---------- Belge ----------
Cinsiyetin iş doyumuna etkisini inceleyen araştırmalar farklı sonuçlar ortaya koymakta ve birbirleri ile çelişki oluşturmaktadır. Bu nedenle cinsiyetin iş doyumu üzerinde etkili olup olmadığı kesinlik göstermemektedir. Bazı araştırmalar kötü çalışma koşullarına sahip kadınların erkeklere göre daha fazla doyum elde ettiklerini göstermektedir. Kadınların iş doyumlarının düşük olduğu sonucuna ulaşan araştırmalarda ise, kadınların aile hayatındaki rollerinden kaynaklı olarak çalışma hayatlarında daha üst düzey gereksinimlerini gidermeye çalıştıklarına ve para ya da fiziksel ödüllerin onlar için daha önemli olmasından kaynaklandığı belirtilmiştir (Yavuzkurt, 2017).

Seçme (2008) ise Loscocco'nun bireylerin işlerine verdiği tepkileri incelediği araştırmasında cinsiyetin iş doyumu üzerindeki etkisini iş modeli ve cinsiyet modeli olmak üzere iki boyutta incelediğini belirtmiştir. İş modeline göre, cinsiyetin doyum konusunda bir etkisinin olmadığını önemli olanın işin koşulları olduğunu belirtmiştir.

Cinsiyet modelini ise geleneksel ve feminist yaklaşımla açıklamıştır. Geleneksel yaklaşımda, kadınların aile hayatındaki rollerini ön plana çıkardıkları bunu daha önemli gördüklerini belirterek erkeklere göre işe ve çalışma hayatına daha az önem verdiklerini; feminist yaklaşım da ise kadınların erkekler kadar iş ve çalışma hayatına önem verdiklerini kadınların aile hayatı gibi iş hayatından da etkilendiklerini savunduğunu belirtmiştir. Araştırma sonuçları cinsiyet değişkeninin iş doyumunda bir faktör olduğunu göstermesine karşın hangi cinsiyetin daha çok doyum sağladığı konusunda tutarsızlık göstermektedir. Kadınların iş doyumunu, iş dışındaki aile hayatında (annelik, ev kadınlığı vb.) sağlayabiliyor olması bazı farklılıklar oluşturabilir.
----------
Görev koşulları:
[1] Cinsiyet ve iş doyumu metninde "Seçme (2008) ise" ile "koşulları olduğunu belirtmiştir." arasındaki kısmı, her ikisi de dahil, "iki boyutta" yerine "iki açıdan" koyarak değiştirip yeniden yazın.
[2] Cinsiyet ve iş doyumu metninde adı geçen araştırmacıların hepsini sıralayın.
Materyal başka bir kaynaktan alınmıştır.
---------- Kayıtlı veriler ----------
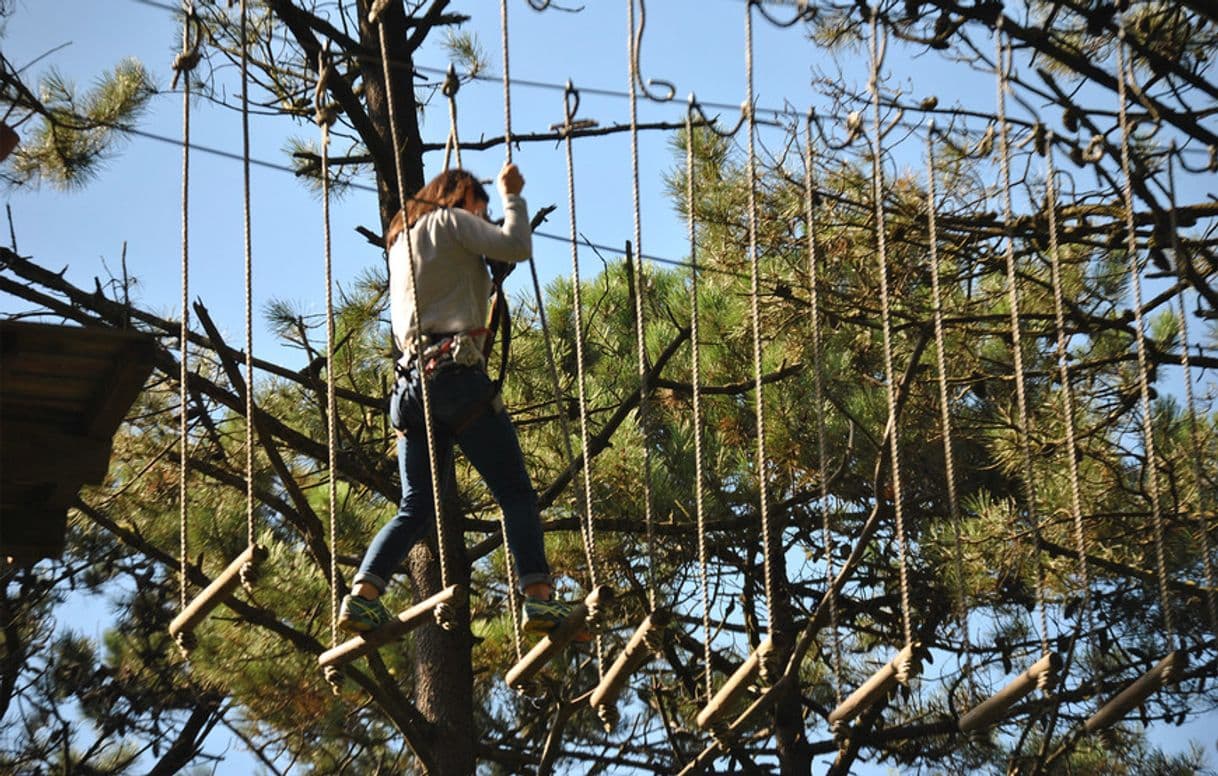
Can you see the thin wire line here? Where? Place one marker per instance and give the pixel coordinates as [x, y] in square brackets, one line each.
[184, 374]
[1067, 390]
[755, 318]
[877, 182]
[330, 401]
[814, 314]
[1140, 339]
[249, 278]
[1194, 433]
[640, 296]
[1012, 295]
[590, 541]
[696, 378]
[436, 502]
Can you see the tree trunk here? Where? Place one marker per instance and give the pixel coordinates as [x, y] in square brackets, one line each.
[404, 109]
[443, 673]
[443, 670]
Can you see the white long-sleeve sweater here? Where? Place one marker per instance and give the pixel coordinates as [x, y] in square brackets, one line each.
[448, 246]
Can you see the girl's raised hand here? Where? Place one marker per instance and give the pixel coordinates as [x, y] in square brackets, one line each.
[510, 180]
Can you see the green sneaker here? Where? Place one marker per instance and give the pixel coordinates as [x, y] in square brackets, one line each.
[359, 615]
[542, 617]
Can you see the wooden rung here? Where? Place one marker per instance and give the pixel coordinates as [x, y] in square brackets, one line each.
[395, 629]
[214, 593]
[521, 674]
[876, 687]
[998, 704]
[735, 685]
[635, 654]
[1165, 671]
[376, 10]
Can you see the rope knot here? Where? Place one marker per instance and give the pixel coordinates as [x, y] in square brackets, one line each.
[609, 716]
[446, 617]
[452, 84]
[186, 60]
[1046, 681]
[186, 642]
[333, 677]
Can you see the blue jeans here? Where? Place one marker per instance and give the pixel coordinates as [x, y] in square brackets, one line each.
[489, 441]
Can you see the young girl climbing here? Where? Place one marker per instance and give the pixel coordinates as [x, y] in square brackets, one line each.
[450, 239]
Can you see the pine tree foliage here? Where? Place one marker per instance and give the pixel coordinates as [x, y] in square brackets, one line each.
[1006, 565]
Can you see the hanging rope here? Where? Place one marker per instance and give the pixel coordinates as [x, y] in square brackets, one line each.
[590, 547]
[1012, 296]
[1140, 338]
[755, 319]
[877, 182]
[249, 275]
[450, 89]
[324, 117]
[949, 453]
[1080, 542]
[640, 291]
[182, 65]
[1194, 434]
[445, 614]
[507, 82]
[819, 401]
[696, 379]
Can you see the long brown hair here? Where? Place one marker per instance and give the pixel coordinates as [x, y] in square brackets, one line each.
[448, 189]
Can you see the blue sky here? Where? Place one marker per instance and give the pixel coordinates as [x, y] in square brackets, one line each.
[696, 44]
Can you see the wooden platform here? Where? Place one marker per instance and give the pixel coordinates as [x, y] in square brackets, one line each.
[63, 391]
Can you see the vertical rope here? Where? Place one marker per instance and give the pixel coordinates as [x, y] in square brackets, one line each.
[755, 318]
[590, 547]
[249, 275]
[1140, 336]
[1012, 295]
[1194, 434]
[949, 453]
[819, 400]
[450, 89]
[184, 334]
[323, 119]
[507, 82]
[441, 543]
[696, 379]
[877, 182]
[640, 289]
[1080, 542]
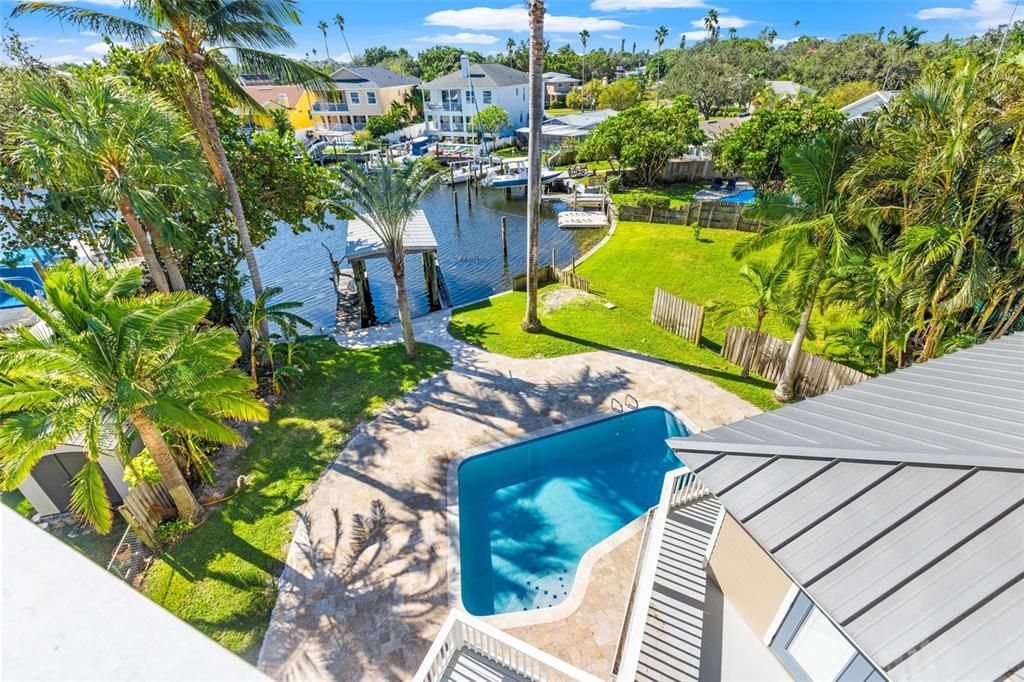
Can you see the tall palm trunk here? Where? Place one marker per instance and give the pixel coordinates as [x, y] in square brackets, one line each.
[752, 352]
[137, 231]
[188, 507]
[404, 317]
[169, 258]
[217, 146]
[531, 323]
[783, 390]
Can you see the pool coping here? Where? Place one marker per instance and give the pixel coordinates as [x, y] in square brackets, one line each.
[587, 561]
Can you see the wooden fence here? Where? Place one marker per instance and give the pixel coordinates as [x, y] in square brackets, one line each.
----------
Çözüm kümesi:
[1]
Seçme (2008) ise Loscocco'nun bireylerin işlerine verdiği tepkileri incelediği araştırmasında cinsiyetin iş doyumu üzerindeki etkisini iş modeli ve cinsiyet modeli olmak üzere iki açıdan incelediğini belirtmiştir. İş modeline göre, cinsiyetin doyum konusunda bir etkisinin olmadığını önemli olanın işin koşulları olduğunu belirtmiştir.

[2] Yavuzkurt, Seçme, Loscocco